[Supplied data]
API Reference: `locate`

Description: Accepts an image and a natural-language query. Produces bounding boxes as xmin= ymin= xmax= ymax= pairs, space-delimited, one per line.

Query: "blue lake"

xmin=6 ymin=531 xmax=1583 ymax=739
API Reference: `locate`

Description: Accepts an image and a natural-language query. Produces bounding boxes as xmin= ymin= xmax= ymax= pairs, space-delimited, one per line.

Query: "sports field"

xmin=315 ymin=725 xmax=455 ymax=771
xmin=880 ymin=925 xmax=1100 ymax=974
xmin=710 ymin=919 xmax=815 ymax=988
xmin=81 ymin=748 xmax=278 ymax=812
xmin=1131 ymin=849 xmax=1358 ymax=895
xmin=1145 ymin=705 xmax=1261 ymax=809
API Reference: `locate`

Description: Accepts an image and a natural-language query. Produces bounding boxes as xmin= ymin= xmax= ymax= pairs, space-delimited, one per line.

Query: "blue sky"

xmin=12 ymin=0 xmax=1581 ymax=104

[Exercise details] The records above need copying again. Keep each word as it is.

[Solution to the problem]
API Reference: `locate`

Description: Accepts an image and a natural-language query. Produces bounding boxes as xmin= ymin= xmax= ymax= pairs, space-delimited, one per line.

Query: "blue lake"

xmin=6 ymin=531 xmax=1583 ymax=739
API Reference: `locate`

Description: Accepts an image and a natural-language query. Produces bounding boxes as xmin= ymin= xmax= ymax= pairs, space-delimited, one per line.

Query: "sports field"

xmin=315 ymin=725 xmax=455 ymax=771
xmin=880 ymin=925 xmax=1100 ymax=974
xmin=710 ymin=919 xmax=815 ymax=988
xmin=81 ymin=748 xmax=278 ymax=812
xmin=1131 ymin=849 xmax=1358 ymax=895
xmin=1145 ymin=705 xmax=1261 ymax=809
API Reference: `locate`

Description: Accepts an image and a natural-language query. Produces bounding boxes as xmin= ymin= xmax= ymax= pairs, space-delimited, one per line.

Query: "blue sky"

xmin=12 ymin=0 xmax=1581 ymax=104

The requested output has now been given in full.